SUPPLIED PASSAGE
^^^^^^^^^^^^^^^^
# Tau Swarm Army WTH?



## Ragewind (Aug 3, 2008)

The other day while visiting another city's game store (For Memorial Day Weekend), I saw a Tau player run a interesting army. He was fighting against a new codex Imperial guard player who was running a large amounts of Chimera's with 3 Leman Russes. The Tau player, interestingly enough, was running somewhere in the neighborhood of 18 Piranhas. Most had Fusion Blasters (that I could see) although some also Had Burst Cannons. He had some Kroot and I didn't notice a HQ on the table while I watched. The Tau player moved 24 inches towards the imperial guard player getting right up in his face restricting his movement. During the guards player's turn he killed 5 of the skimmers, and on the following players turn he zapped all of the Russes, and a good 6 Chimeras. 
The kroot ran up and charged a squad of guardsmen forced out of their chimera killing them, on the guard players turn he took out 3 more with some Meltas and Multi-Laser Fire, and killed some kroot.Then the Tau player killed the remaining Chimeras and started to clean up. I was very interested, as the Imperial Guard player was still in his deployment zone when the game ended and was wondering if anyone else has seen this type of "Tau Swarm" before. Oh and the Guard player did assault one of the Squads of Piranhas (he keep saying the Meltabombs would kill some) but promptly got shredded by Flechette Dischargers. I thought the idea was very neat, any thoughts on what kind of army would do best against this?
^^^^^^^^^^^^^^^^
DATA PROVIDED
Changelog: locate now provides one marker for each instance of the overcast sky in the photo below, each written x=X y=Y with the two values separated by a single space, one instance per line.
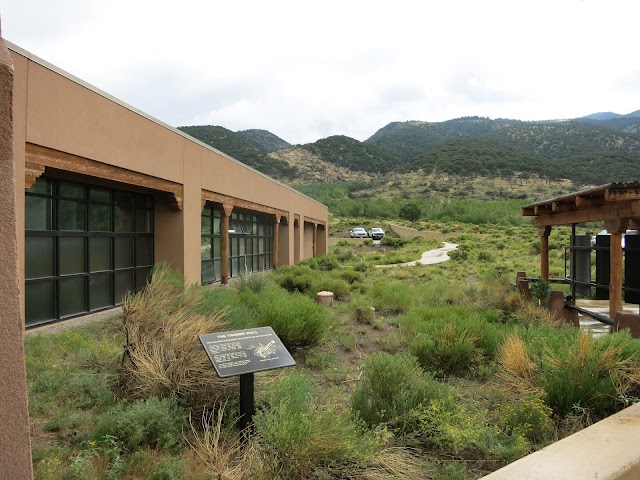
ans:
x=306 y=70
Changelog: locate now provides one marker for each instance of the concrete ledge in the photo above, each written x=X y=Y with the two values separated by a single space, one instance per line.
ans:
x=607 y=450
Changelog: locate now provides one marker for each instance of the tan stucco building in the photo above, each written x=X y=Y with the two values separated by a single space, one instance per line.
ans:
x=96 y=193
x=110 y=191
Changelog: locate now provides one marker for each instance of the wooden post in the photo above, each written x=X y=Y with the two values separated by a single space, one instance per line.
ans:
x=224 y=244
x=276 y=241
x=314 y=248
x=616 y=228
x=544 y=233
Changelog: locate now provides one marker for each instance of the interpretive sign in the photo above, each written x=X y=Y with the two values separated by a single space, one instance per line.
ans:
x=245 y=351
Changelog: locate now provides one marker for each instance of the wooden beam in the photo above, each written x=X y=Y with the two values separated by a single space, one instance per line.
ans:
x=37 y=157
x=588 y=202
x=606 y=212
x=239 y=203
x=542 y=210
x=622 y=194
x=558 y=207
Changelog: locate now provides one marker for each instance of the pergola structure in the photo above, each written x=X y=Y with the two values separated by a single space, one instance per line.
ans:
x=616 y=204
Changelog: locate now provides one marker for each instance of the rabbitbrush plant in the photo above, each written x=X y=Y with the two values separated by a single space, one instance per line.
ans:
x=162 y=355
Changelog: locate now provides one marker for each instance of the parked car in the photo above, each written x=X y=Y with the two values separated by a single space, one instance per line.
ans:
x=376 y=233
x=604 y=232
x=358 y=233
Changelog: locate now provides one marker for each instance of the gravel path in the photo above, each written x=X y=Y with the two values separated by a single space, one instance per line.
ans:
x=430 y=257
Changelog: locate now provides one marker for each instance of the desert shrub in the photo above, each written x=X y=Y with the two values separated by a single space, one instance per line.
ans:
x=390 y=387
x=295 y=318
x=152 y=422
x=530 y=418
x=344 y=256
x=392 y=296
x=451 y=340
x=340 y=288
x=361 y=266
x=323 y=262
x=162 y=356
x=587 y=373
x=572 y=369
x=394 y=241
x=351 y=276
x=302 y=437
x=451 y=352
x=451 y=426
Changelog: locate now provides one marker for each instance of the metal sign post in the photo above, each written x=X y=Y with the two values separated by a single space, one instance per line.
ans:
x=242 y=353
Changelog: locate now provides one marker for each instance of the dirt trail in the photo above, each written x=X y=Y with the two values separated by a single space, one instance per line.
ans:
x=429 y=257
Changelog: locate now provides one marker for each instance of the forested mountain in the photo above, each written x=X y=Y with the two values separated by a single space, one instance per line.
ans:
^^^^^^^^^^^^^^^^
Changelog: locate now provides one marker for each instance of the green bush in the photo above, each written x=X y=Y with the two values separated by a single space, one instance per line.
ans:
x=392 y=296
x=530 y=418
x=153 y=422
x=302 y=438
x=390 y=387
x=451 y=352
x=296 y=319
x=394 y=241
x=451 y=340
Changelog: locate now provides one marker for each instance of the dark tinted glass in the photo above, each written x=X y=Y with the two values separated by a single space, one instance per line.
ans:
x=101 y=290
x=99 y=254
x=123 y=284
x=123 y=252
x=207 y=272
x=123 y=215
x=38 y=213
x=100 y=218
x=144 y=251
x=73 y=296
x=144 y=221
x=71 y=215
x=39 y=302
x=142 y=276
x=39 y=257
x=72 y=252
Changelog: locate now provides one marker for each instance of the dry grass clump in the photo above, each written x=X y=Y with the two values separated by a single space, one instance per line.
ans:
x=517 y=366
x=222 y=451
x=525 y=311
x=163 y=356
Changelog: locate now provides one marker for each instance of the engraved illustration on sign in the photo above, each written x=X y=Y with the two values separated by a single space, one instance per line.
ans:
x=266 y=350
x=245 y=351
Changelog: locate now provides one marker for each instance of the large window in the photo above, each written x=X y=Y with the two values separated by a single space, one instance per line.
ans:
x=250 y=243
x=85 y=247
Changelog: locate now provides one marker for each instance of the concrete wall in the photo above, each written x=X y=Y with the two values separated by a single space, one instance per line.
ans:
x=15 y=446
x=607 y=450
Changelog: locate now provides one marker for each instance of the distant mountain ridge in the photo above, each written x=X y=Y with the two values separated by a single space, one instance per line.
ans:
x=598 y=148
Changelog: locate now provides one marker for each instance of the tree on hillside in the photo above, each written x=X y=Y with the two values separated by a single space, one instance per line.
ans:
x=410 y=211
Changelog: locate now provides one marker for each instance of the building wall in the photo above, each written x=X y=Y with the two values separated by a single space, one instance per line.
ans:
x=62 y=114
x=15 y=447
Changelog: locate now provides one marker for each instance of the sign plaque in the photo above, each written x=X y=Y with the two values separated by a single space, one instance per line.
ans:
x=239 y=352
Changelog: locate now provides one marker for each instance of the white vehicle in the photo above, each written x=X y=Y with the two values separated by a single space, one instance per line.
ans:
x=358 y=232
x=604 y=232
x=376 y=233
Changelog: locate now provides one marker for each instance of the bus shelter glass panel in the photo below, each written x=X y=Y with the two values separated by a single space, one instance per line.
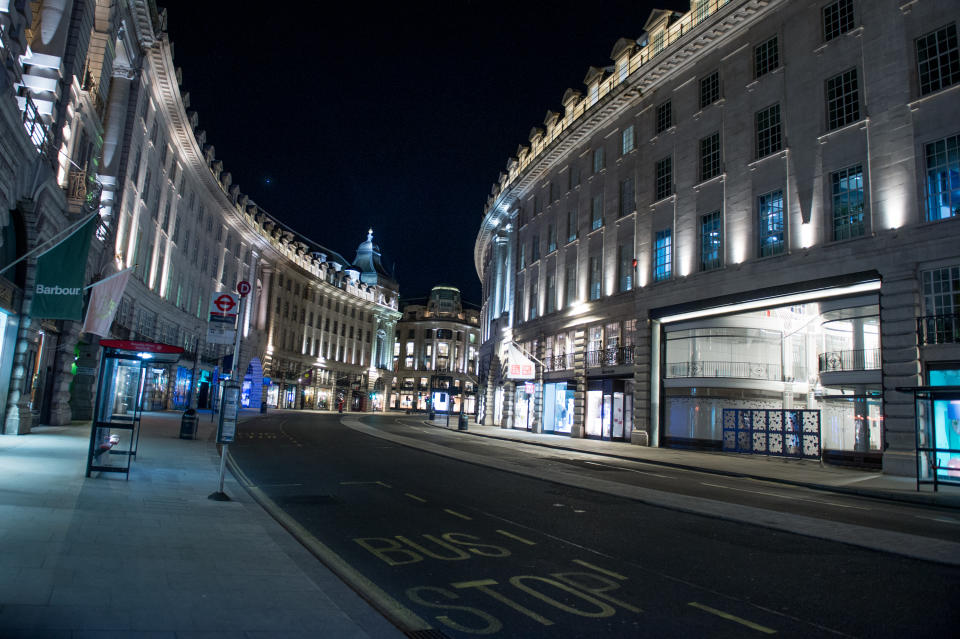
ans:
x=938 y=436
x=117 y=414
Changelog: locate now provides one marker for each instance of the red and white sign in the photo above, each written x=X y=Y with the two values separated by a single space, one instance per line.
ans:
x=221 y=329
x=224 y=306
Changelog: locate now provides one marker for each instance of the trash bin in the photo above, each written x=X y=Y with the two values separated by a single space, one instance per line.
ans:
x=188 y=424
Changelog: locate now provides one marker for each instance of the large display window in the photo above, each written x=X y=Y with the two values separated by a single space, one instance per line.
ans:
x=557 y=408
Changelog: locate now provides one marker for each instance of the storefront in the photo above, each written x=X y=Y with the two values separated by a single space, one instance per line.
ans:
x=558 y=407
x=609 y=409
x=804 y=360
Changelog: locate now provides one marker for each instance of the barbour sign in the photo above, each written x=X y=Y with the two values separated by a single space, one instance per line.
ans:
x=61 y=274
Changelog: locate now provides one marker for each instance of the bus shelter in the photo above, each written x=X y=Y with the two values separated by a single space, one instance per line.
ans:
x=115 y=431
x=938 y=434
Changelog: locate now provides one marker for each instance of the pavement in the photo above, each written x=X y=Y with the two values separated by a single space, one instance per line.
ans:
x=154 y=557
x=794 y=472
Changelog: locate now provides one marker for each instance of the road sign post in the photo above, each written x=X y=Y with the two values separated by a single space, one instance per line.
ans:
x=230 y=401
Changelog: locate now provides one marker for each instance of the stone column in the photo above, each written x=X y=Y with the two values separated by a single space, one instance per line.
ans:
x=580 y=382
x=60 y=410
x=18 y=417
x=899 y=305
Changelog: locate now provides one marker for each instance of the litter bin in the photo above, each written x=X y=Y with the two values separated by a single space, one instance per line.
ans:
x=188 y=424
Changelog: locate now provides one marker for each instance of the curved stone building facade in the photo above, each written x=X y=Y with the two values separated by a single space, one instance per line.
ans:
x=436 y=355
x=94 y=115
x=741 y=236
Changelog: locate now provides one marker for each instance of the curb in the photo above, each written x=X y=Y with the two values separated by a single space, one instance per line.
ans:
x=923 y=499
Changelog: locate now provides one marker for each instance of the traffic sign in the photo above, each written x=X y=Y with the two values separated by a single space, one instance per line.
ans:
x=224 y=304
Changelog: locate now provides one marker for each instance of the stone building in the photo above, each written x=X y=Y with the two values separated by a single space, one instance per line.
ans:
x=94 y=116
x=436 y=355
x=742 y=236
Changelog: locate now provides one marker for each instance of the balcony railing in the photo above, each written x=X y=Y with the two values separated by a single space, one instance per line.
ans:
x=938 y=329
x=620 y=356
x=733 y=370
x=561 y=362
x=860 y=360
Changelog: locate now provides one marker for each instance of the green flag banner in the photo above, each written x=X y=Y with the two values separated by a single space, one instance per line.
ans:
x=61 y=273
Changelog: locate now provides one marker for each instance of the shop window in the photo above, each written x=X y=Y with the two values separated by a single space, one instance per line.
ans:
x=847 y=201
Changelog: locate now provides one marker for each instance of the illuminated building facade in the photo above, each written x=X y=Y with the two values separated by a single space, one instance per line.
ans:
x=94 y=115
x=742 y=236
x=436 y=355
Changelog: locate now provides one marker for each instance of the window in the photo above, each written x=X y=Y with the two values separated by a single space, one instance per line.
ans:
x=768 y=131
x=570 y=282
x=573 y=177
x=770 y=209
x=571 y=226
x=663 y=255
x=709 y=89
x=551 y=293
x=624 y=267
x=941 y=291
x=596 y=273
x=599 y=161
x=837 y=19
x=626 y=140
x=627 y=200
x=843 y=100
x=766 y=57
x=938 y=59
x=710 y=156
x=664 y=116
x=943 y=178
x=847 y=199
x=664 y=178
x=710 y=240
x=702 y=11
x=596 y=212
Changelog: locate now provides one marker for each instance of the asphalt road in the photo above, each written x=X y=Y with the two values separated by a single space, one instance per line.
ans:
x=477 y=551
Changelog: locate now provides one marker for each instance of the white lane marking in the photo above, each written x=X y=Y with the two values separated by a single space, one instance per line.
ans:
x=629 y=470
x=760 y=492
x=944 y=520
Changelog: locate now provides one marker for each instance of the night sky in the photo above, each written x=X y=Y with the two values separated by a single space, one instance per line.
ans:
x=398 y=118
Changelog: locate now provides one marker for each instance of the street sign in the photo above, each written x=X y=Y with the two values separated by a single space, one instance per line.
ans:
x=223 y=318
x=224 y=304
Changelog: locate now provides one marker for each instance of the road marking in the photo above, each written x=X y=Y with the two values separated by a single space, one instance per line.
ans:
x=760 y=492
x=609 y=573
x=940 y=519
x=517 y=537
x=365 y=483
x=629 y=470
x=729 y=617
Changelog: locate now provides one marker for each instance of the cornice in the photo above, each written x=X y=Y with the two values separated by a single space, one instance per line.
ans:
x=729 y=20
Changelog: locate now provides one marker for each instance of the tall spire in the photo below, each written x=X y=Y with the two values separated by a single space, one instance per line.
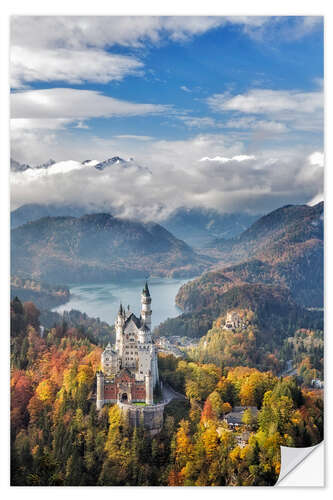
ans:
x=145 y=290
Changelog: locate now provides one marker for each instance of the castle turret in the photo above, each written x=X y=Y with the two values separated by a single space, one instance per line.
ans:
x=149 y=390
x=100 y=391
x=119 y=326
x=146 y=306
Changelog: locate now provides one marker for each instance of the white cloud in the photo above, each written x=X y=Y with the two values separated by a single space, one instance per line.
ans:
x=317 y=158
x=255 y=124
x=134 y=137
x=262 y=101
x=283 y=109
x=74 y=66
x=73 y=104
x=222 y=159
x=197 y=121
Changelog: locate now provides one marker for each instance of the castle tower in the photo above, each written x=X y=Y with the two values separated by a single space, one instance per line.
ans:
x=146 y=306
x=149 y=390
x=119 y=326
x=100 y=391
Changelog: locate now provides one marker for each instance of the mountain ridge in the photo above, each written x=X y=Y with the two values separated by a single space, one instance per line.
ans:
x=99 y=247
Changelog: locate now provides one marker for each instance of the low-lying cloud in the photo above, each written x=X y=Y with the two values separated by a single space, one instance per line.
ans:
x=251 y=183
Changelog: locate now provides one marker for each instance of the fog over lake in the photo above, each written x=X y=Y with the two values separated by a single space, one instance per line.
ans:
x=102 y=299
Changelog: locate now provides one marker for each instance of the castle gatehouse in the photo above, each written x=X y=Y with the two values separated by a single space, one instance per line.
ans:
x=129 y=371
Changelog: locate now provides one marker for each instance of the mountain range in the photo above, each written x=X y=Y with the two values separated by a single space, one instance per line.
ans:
^^^^^^^^^^^^^^^^
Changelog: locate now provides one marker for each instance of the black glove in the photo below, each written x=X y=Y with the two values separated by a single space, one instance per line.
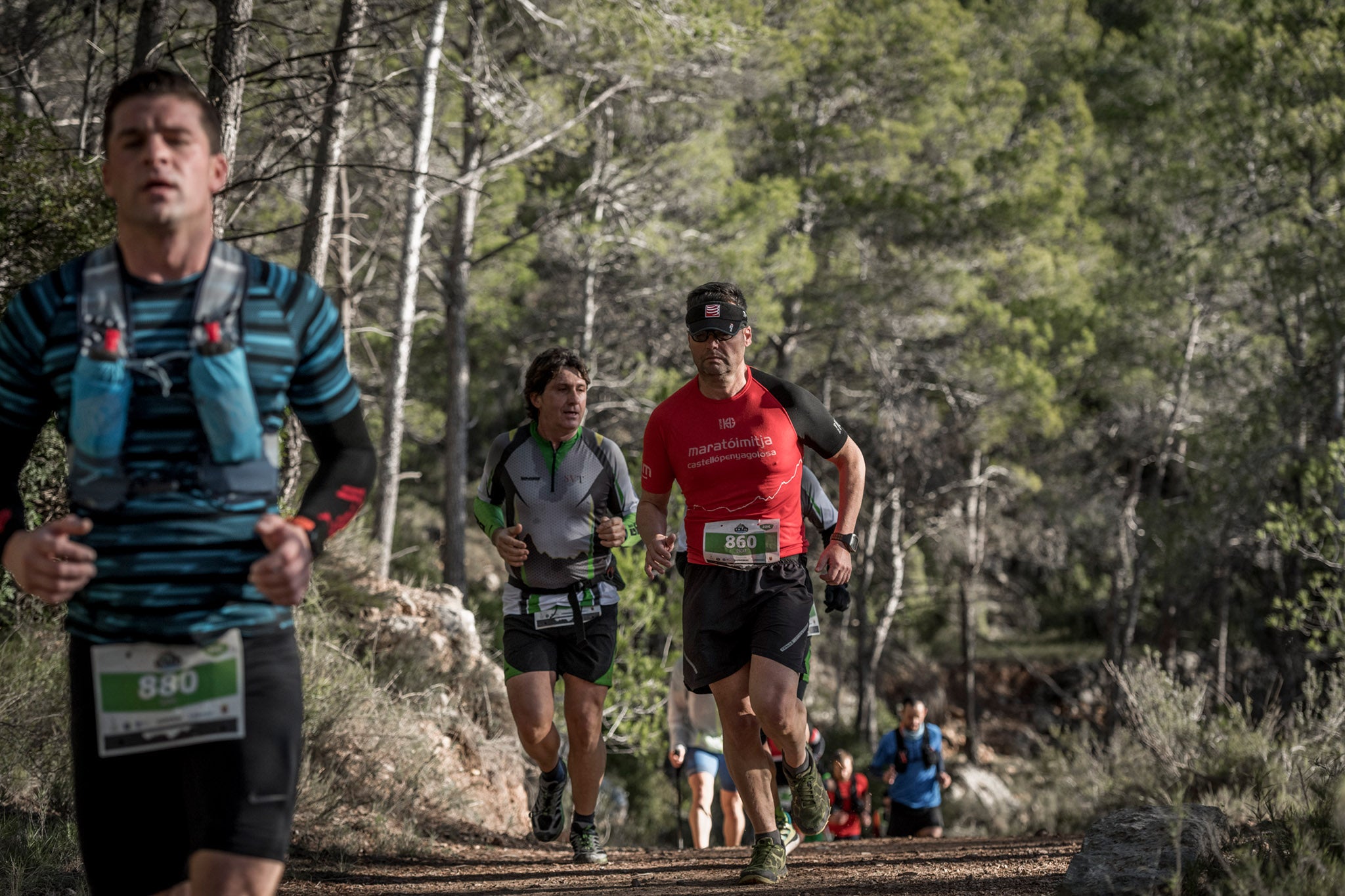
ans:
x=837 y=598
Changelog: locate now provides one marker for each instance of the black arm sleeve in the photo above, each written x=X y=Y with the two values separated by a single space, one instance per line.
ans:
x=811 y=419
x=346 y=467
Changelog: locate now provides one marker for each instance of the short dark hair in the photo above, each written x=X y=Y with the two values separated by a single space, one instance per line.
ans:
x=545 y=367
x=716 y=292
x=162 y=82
^^^^^^^^^^^^^^^^
WRITTEN INSTRUCTION
In the forum post about the Tau swarm army, what shredded the Guard squad that assaulted a unit of Piranhas?

OUTPUT FOR THIS EXERCISE
Flechette Dischargers shredded the Guard squad.